-- Start --

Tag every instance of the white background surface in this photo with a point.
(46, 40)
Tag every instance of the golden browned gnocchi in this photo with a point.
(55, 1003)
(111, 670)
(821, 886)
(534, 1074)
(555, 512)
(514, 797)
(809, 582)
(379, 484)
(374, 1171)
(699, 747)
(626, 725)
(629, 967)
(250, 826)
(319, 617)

-- End --

## TASK PROMPT
Rewrite all of the records above, requests included, scaling each coordinate in the answers by 0.55 and rounding to the nearest whole number, with halves rounded up. Leave the requests unchanged.

## SOLUTION TO THE PROBLEM
Tag every instance of the white background surface in this photo with a point.
(25, 22)
Tag every instance of the golden browned gnocchi in this photo with a point.
(30, 552)
(61, 369)
(452, 487)
(294, 591)
(305, 282)
(283, 438)
(445, 320)
(208, 266)
(206, 644)
(384, 411)
(344, 399)
(346, 532)
(138, 454)
(175, 339)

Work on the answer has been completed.